Scopo del compito: Continua il testo sulla serie del Punisher riportato qui sotto, riprendendo subito dopo la sua ultima frase.

Testo fornito:

· · ·

Dal punto di vista, quindi, degli obbiettivi del Punisher, possiamo solo dire che sono quelli canonici: punire i b******i che hanno ucciso la sua famiglia e nel mentre cercare di aiutare qualcuno in difficoltà.
La serie, a livello di sceneggiatura, ha un grande pregio, ossia, tiene al minimo i collegamenti con il Marvel Universe e anche con le altre serie TV  Netflix, fatta eccezione per la presenza in alcuni episodi di Karen Page, personaggio chiave per questa versione del Punitore, che gioca anche un ruolo molto più importante di un semplice collegamento con il resto dell’universo televisivo/cinematografico.
La serie quindi, nonostante sia stata pensata quando la lavorazione di The Defenders era già in stato avanzato, non soffre di questo, anzi, con il fatto che non fosse previsto alcun tipo di crossover evento, ha dato la possibilità agli sceneggiatori di costruire un piccolo ma articolato microcosmo intorno a Frank Castle, costellato da comprimari, alcuni di essi, presi direttamente dai fumetti e modificati per le esigenze di trama, cosa che non ne intacca il funzionamento, anzi, nella loro nuova veste danno sicuramente un’apporto anche in termini di costruzione del mondo del Punisher.

· · ·

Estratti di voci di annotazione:
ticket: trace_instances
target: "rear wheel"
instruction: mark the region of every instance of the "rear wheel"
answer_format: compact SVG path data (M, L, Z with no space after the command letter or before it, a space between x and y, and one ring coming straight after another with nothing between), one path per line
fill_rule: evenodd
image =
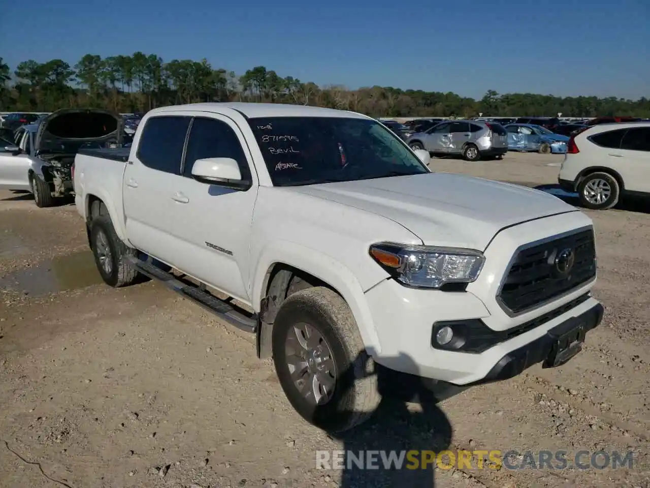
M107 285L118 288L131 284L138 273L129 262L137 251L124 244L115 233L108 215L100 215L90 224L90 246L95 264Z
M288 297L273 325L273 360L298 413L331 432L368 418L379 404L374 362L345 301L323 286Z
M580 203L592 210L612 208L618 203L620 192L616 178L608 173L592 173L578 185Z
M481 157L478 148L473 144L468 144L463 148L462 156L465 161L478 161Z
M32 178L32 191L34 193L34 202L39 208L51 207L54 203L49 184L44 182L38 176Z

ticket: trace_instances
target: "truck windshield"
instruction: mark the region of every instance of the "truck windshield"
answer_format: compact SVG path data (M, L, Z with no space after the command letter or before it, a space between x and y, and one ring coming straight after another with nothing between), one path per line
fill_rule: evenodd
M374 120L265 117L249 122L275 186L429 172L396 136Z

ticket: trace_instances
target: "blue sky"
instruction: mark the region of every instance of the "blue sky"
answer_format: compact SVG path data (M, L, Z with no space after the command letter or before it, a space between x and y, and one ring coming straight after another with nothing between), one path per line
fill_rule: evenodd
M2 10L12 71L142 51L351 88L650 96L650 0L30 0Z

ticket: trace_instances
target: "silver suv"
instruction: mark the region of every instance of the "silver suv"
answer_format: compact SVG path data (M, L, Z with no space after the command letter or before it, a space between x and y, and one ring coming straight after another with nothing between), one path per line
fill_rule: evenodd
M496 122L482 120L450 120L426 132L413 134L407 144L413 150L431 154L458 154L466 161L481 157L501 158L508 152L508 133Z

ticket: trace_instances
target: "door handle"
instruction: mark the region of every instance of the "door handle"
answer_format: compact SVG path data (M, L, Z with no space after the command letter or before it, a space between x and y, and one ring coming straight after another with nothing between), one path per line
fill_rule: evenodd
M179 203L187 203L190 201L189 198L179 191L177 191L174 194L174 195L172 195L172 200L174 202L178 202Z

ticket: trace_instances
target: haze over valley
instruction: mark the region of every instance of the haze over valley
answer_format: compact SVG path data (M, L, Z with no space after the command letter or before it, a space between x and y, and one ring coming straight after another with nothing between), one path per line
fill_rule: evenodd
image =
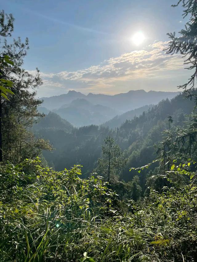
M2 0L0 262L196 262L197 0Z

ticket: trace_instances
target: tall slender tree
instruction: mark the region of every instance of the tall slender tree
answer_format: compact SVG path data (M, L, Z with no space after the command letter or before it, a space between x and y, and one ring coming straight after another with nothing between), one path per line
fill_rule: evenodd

· · ·

La risposta:
Quindi, è proprio questo suo essere stand alone a rappresentare il pregio maggiore della serie che, quindi, può concentrarsi sui personaggi e sull’azione, ciò anche grazie ad una storia semplice ma ben  strutturata.

I personaggi, sono veramente tanti e tutti ben caratterizzati, ciò rende complesso parlare della loro evoluzione lungo tutto l’arco della stagione, fatta eccezione per Castle che, oltre ad essere sempre al centro della scena (per forza di cose), è un personaggio già fatto e finito.
Infatti Frank, interpretato magistralmente da Jon Bernthal, non differisce per carattere da quello che abbiamo conosciuto in Daredevil anzi, la centralità del suo personaggio e della figura del Punitore hanno fatto si che Castle risulti ancora più un personaggio con una caratterizzazione solida e semplice, approfondendo le origini del Punitore mostrandoci il suo passato militare.
Per quello che riguarda gli altri personaggi, a partire dagli “alleati” del Punitore, abbiamo Micro (Ebon Moss-Bachrach) in questa versione è un’analista della CIA che, dopo aver scoperto un traffico illegale e averlo denunciato, viene incastrato per complotti terroristici (ovviamente, inventati), il che lo costringe a darsi alla macchia e, di conseguenza, a vedere in Castle un mezzo per tornare dalla sua famiglia.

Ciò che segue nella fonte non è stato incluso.